__REQUIREMENT__. Copy every one of the following entries word for word, keeping each line as it stands.

Coordinate labeling data
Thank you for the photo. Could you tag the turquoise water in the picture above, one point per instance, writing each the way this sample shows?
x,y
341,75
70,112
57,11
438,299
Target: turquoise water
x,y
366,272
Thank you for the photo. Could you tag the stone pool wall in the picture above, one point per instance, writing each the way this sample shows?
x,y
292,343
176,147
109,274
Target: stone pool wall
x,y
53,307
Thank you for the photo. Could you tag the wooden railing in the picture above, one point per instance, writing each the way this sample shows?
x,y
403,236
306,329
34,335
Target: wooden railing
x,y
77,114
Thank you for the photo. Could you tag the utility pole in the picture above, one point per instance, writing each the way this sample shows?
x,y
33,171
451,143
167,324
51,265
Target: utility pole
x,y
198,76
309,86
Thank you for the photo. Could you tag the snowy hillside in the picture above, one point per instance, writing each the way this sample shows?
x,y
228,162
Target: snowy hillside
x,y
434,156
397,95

__FINISHED TASK__.
Thank you for the photo. Could you tag the turquoise water in the picture above, one point per instance, writing each the way this sample shows?
x,y
341,75
70,112
57,11
438,299
Target: turquoise water
x,y
366,272
Thank you for the photo. Could you tag the stone pool wall in the picture above, one point per instance, writing each the way this sample shows?
x,y
292,343
176,147
109,274
Target: stone pool wall
x,y
53,307
Thank you for the photo. Could you tag the wooden railing in the picture above, one point per instance, writing each the way this sample shows?
x,y
403,236
306,329
34,335
Target: wooden railing
x,y
77,114
Thank you for the photo. Could you tag the utility pole in the picture above, one point per instance, writing each the way this sample shows?
x,y
33,171
451,143
167,324
51,265
Target: utility pole
x,y
198,76
309,86
Thank you for the photo. Could you tag the snowy hillside in the picture above, one point per instance, writing each the way this sample shows?
x,y
228,162
Target: snowy hillside
x,y
434,156
397,95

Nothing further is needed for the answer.